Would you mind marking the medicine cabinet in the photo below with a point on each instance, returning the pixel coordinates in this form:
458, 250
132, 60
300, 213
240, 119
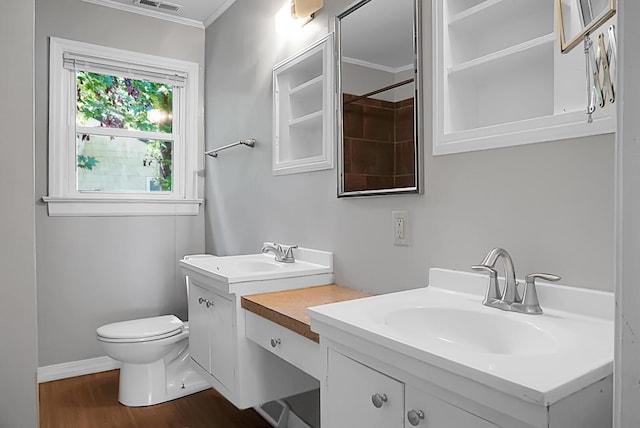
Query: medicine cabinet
501, 80
303, 110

++++++++

▶ **What you should do**
Substitute "wall cabinet" for every "medicine cabinet" in the data above and repeat the data with everything else unchanged. Leave the pictures out.

▶ **Correct response**
Would you mind marking the wall cabinet in the photo below with a point on each instance, returning the pixel coordinates in this form:
458, 250
132, 60
300, 213
240, 119
Query: wall cabinet
501, 80
303, 110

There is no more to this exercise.